= Tasks for this exercise =
1 – Output the passage on botulinum toxin therapy verbatim from "Botulinium toxin has" to "of home care.".
2 – According to the passage on botulinum toxin therapy, when did resting internal anal sphincter pressure decrease in all children?
3 – Write the next part of the passage on botulinum toxin therapy, starting after its final sentence.

= Document text =
§

Botulinium toxin has safely been used selectively and reversibly to weaken a variety of voluntary muscles and sphincters in both adults and children.  Zhonghua et al , has used BT in the treatment of rectosigmoid disease. In the first year, all his patients could defecate spontaneously without constipation and abdominal distention.  Many of our patients came from rural area that were not complient with prescribed home care and could not afford prolong hospitalization so, we decided to use this method because of its safe profile and adequate BT half life during the waiting period, in order to find an easier way of home care.
Langer et al , has injected the botulinium toxin into the internal anal sphincter (IAS) that has produced the same functional result as anal myectomy without permanent sphincter injury. Internal sphincter achalasia has also been treated in recent studies with intrasphincteric botulinium toxin.  Minkes et al , reported that BT has similar effects to myectomy and if symptoms persist despite fall in resting pressure, a nonsphincteric cause should be ruled out.  Resting IAS pressure decreased in all children four to eight weeks after injection  and there were no significant differences between the BT injection and control groups with respect to histology evaluation of neuronal size and number, nerve bundle size and number, inflammation or muscle.

§

= Material supplied =
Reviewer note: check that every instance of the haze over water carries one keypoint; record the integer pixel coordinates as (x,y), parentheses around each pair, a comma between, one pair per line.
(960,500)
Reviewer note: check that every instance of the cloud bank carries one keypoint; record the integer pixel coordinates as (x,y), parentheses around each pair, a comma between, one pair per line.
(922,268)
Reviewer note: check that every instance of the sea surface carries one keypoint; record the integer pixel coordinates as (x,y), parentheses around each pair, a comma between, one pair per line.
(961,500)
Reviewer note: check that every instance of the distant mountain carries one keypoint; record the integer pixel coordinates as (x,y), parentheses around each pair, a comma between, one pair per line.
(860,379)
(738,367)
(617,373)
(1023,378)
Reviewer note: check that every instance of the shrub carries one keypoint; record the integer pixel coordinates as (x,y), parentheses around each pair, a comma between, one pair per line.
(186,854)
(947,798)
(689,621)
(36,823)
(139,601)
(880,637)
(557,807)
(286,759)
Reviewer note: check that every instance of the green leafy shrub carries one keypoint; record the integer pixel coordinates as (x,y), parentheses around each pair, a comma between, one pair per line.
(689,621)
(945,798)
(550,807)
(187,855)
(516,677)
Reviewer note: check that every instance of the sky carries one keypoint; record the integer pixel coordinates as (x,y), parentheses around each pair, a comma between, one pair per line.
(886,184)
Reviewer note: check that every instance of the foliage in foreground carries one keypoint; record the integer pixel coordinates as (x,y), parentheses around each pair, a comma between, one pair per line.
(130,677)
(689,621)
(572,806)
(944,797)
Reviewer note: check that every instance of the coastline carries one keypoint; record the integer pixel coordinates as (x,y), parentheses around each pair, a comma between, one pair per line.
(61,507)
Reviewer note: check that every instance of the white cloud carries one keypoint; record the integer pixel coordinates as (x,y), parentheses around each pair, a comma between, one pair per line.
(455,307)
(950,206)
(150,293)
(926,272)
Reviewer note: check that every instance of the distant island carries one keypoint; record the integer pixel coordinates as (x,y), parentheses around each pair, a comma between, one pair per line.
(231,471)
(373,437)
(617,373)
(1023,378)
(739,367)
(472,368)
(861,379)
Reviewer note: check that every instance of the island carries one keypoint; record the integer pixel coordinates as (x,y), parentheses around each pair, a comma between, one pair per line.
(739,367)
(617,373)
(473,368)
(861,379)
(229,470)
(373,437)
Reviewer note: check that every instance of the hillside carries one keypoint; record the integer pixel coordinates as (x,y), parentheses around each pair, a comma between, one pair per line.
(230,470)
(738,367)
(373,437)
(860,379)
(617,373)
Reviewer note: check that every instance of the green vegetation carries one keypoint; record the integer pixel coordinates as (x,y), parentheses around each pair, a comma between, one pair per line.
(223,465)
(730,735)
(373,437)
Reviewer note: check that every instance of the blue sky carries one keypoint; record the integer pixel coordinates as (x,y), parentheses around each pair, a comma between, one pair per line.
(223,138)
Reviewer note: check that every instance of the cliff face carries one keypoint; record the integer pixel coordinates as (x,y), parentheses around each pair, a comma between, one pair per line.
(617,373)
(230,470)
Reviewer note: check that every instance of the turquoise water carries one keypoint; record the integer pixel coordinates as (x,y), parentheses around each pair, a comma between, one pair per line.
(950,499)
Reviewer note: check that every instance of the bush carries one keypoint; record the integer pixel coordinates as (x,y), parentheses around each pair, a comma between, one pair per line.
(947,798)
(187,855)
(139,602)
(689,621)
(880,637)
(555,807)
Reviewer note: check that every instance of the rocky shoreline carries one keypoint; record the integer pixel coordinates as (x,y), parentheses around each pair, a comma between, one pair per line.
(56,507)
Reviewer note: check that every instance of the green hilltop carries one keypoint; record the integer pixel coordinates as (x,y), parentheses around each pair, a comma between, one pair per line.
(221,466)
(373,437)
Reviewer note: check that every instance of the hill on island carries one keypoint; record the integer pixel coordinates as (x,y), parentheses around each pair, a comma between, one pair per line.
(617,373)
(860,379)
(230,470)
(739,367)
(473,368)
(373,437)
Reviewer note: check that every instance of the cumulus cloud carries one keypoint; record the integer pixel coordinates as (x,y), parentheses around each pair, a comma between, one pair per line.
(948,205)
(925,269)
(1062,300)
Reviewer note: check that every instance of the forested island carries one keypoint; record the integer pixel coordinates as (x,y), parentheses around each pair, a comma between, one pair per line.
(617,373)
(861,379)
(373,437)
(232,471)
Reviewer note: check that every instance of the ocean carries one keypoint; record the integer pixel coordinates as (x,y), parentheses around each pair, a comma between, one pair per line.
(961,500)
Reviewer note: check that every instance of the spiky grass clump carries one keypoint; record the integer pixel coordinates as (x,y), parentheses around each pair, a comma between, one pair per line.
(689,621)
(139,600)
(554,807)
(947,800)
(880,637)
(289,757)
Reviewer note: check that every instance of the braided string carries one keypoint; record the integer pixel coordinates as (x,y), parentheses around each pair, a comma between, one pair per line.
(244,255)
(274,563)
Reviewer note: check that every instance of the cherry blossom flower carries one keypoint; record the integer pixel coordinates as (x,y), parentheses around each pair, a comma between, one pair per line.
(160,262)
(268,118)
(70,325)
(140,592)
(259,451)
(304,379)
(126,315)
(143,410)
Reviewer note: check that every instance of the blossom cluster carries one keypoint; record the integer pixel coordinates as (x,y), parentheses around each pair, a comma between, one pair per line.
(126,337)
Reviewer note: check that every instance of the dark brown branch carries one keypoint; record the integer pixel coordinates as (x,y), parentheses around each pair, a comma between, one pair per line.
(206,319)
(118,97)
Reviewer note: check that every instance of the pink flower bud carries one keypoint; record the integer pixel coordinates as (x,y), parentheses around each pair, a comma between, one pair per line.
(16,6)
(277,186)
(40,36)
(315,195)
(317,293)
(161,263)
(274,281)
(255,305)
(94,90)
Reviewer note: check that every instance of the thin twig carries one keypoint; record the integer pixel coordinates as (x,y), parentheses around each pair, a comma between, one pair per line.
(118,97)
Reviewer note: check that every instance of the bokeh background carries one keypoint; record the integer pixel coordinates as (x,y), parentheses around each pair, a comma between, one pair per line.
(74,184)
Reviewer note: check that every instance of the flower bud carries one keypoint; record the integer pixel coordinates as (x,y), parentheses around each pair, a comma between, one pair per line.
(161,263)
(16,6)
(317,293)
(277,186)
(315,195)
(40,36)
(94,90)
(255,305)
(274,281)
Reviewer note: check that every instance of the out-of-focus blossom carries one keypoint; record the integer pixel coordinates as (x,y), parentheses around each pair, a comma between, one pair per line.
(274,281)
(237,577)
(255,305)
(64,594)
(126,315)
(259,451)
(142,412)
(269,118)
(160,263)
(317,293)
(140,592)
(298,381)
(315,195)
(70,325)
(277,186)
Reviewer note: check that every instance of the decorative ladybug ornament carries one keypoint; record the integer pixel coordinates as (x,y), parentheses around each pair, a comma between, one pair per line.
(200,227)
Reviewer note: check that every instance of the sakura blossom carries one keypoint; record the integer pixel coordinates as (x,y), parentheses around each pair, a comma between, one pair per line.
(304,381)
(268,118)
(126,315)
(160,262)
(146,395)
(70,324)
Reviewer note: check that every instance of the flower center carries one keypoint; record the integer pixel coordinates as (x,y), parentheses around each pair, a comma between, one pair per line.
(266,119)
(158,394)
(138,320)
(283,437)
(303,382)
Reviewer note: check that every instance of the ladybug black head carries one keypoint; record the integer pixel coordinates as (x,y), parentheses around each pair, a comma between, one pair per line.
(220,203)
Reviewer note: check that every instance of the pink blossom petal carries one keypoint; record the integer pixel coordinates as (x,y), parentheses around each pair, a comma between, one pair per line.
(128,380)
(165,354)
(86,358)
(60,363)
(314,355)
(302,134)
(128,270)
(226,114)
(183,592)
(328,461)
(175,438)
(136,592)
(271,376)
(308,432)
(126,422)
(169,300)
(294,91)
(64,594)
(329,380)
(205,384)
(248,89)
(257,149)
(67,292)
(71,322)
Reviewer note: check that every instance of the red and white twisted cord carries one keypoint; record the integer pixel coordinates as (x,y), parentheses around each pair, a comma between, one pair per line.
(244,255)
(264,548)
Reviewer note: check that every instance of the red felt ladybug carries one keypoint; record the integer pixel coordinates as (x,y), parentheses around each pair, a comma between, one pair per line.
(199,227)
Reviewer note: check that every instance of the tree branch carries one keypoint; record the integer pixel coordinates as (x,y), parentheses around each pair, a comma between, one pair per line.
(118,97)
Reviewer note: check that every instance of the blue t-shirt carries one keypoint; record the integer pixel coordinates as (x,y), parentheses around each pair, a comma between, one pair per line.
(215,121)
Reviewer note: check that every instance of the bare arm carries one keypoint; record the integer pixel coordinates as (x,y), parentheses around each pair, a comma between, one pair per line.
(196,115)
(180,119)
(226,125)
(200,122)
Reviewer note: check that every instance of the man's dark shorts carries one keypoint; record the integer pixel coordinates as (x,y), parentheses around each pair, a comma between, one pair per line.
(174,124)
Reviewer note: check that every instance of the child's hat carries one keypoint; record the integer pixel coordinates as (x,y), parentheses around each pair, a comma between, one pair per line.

§

= Task answers =
1 –
Botulinium toxin has safely been used selectively and reversibly to weaken a variety of voluntary muscles and sphincters in both adults and children.  Zhonghua et al , has used BT in the treatment of rectosigmoid disease. In the first year, all his patients could defecate spontaneously without constipation and abdominal distention.  Many of our patients came from rural area that were not complient with prescribed home care and could not afford prolong hospitalization so, we decided to use this method because of its safe profile and adequate BT half life during the waiting period, in order to find an easier way of home care.

2 – Four to eight weeks after injection.

3 –
Short-term effect of botulinium toxin on HD has been shown in many recent studies but long-erm effect has not been defined yet. In this study, we have used this short effect which plays its part for solving the non relaxation of involved segment. Four of eight patients did not need rectal washout for relieving the obstruction in home care setting and two had significant decrease in number of rectal washout. Family has reported the easy home care by this method of delayed operation.
We had no early or late postoperative complication but the only problem was the cost of BT that we tried to share the drug between those who needed it, therefore total cost of treatment was reduced considerably.
| Conclusion|| |
Botulinium toxin injection is an effective method for palliative care in newborn who are not capable of tolerating a major operative procedure. It obviates the need of repeated rectal washouts in these babies.